··· TESTO FORNITO ···

Appoggiato a terra, portato o in posizione di tiro, la priorità
della parte alta dell’arco andava sempre rispettata, essendo la
garanzia che la freccia avrebbe colpito il segno. Per la definitiva
preparazione dell’arco si rendevano necessari tutti gli strumenti
di Ishi, coltelli e raschietti di selce e di ossidiana. La pulitura
definitiva si faceva con pietra arenaria. Gli archi di Ishi
presentano una elegante linea curva alle estremità, di una tale
simmetria che stupisce la semplicità del procedimento che permetteva
di ottenerla; lavorava ciascuna estremità piegandola avanti e
indietro sopra una pietra calda, finché il legno diventava cedevole;
poi la premeva contro il ginocchio piegato, protetto con una pelle di
cervo, e la teneva così premuta finché il legno tornava freddo. A
questo punto la curva era definitiva.
Per
rinforzare l’arco, Ishi si serviva dei lunghi tendini delle zampe
posteriori del cervo: li sfilacciava, li macerava, li masticava in un
processo lungo e faticoso. Quando i tendini erano diventati regolari
e sottili come delle strisce di pergamena, li incollava sulla parte
interna (forse esterna, n.d.r.) dell’arco, una striscia dopo
l’altra, per aumentare la potenza e l’elasticità dell’arma.
Quanto alla colla, la preparava facendo bollire della pelle di
salmone. Per la corda dell’arco Ishi utilizzava i tendini più
sottili delle zampe anteriori, che faceva passare tra i denti fino a
quando acquistavano la sottigliezza di un filo di seta. Dalle fibre
così ottenute fabbricava poi una corda.
Prima
di ricevere la corda, l’arco veniva accuratamente lasciato seccare
al sole per giorni e settimane, poi rifinito e levigato.
La
corda veniva legata prima all’estremità alta dell’arco. Ecco
come Pope descrisse la successiva operazione: “Seduto Ishi metteva
l’estremità alta dell’arco dietro il tallone sinistro, la
concavità dell’arco rivolta verso di lui; poggiava poi
l’impugnatura contro il ginocchio destro e teneva nella mano
sinistra la parte bassa dell’arco, ora rivolta all’insù. In
questa posizione piagava l’arco e legava la corda all’estremità”

··· RIGHE ESTRATTE ···

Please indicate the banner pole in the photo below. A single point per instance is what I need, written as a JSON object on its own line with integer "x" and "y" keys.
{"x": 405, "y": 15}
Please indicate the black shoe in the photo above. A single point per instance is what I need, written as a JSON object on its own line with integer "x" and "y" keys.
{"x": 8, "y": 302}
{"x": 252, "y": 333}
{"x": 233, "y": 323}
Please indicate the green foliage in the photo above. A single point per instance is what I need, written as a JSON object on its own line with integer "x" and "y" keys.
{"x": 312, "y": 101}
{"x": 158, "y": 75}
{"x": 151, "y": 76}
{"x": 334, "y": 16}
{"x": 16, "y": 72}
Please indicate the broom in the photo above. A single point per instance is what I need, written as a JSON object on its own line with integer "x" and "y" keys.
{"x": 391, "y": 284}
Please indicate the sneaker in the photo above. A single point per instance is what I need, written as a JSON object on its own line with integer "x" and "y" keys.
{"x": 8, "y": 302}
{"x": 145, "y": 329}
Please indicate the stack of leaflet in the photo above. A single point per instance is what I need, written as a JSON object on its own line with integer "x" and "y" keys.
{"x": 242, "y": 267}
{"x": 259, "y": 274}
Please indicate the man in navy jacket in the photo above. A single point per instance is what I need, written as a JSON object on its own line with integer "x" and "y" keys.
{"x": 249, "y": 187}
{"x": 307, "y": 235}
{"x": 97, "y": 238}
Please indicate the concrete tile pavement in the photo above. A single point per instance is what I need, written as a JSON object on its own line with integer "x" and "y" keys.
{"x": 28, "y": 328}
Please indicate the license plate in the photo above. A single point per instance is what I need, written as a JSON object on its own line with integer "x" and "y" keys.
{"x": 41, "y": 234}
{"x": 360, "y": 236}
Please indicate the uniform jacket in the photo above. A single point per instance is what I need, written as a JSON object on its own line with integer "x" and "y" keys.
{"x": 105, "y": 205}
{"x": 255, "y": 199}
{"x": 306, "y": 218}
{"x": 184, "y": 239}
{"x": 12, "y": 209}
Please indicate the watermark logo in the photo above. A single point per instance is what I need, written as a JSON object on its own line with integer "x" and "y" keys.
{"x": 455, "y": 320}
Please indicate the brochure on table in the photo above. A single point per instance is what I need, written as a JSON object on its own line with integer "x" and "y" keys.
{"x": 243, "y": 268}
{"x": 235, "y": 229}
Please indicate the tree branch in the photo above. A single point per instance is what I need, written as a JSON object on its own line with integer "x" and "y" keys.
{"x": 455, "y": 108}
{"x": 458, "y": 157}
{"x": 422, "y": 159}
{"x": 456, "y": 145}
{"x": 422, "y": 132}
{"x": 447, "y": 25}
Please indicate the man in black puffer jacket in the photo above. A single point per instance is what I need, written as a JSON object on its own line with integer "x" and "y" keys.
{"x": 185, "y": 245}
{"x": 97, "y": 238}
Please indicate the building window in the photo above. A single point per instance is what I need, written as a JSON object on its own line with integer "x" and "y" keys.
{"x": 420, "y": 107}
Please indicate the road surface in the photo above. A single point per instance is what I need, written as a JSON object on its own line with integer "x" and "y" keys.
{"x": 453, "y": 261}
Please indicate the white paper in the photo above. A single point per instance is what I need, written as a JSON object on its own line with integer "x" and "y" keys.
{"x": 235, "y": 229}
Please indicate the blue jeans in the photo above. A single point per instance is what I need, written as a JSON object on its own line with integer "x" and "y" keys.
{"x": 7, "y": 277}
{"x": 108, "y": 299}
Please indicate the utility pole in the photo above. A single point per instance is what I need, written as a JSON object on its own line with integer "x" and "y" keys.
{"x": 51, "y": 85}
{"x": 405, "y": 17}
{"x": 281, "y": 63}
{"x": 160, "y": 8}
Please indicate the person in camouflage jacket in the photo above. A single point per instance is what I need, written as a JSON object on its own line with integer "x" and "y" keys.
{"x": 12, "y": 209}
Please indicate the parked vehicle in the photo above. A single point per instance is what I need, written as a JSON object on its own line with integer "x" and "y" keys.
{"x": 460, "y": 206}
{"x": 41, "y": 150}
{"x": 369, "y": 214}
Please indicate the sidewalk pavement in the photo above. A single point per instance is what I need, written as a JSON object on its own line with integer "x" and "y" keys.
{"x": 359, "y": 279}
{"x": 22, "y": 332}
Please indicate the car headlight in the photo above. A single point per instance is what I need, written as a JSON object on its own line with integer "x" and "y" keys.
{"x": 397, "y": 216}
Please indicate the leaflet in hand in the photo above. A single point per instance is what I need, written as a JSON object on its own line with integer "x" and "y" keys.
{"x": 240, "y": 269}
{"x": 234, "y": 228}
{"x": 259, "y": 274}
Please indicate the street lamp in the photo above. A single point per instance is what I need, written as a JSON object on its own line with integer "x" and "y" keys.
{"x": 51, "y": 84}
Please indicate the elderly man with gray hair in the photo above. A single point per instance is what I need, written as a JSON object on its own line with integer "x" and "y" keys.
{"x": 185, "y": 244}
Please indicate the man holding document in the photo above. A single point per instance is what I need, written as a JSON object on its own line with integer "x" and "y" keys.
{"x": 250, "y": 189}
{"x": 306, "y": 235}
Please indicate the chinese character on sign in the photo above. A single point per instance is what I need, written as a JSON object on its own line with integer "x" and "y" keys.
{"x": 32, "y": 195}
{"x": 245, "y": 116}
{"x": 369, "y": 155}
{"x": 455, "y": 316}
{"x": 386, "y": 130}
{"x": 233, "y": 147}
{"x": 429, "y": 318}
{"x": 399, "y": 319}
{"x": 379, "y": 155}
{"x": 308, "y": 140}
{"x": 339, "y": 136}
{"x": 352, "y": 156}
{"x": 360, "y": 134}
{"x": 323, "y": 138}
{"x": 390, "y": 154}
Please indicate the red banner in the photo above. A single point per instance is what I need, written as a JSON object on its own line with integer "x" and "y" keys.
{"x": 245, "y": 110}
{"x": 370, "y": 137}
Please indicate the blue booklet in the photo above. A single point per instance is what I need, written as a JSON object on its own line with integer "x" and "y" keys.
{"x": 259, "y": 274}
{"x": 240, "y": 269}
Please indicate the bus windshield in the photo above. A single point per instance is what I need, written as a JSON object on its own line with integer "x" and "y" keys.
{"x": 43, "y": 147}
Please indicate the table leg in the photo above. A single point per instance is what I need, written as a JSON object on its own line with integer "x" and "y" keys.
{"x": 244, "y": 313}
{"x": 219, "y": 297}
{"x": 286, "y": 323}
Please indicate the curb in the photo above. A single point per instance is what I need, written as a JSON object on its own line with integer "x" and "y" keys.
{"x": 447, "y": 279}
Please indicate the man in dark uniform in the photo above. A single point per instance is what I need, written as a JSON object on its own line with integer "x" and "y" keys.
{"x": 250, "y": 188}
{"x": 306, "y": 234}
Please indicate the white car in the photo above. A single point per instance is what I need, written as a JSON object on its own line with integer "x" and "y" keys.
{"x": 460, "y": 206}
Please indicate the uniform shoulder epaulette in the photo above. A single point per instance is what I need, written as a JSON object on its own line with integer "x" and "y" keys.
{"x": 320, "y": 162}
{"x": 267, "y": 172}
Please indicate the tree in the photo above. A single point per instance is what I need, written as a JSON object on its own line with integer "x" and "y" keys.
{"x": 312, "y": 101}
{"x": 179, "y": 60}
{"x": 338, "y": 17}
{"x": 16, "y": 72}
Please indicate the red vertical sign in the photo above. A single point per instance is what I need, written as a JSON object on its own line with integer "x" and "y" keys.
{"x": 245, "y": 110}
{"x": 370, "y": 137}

···

Riprendi il testo sulla costruzione dell'arco di Ishi e proseguilo a partire dalla frase conclusiva. Le righe estratte non servono ai fini dello svolgimento.

* RISPOSTA ATTESA
(inferiore). Se l’esatto rapporto tra lunghezza, spessore e
rinforzo era stato osservato, l’arma tesa al massimo descriveva un
arco geometrico perfetto – l’ideale di Ishi – e sviluppava,
quando al corda era tirata di sessanta centimetri, una spinta di
venti chili.
Di
solito Ishi si accontentava di avvolgere il suo arco in un pezzo di
pelle, tuttavia riteneva che il miglior fodero fosse una coda di
puma. Quando non lo usava, aveva sempre cura di stenderlo
orizzontalmente, e di non lasciarlo mai in posizione verticale. In
piedi, infatti, avrebbe continuato a lavorare, a sudare e a
indebolirsi. Il modo di Ishi per verificare lo stato di un arco era
quello di pizzicare la corda con le dita: se l’arco era in buone
condizioni doveva rispondere con una nota alta e musicale. Una nota
sorda e senza vita era segno che l’arco non era più buono o che
era stato contaminato, forse dal tocco di una donna. Quando Ishi
aveva ottenuto dal suo arco una nota chiara e musicale, spesso lo
avvicinava alle labbra, e accarezzando la corda con le dita produceva
un suono triste e melodioso con cui accompagnava un antico racconto
yahi. Ishi amava il suo arco più di ogni altra cosa.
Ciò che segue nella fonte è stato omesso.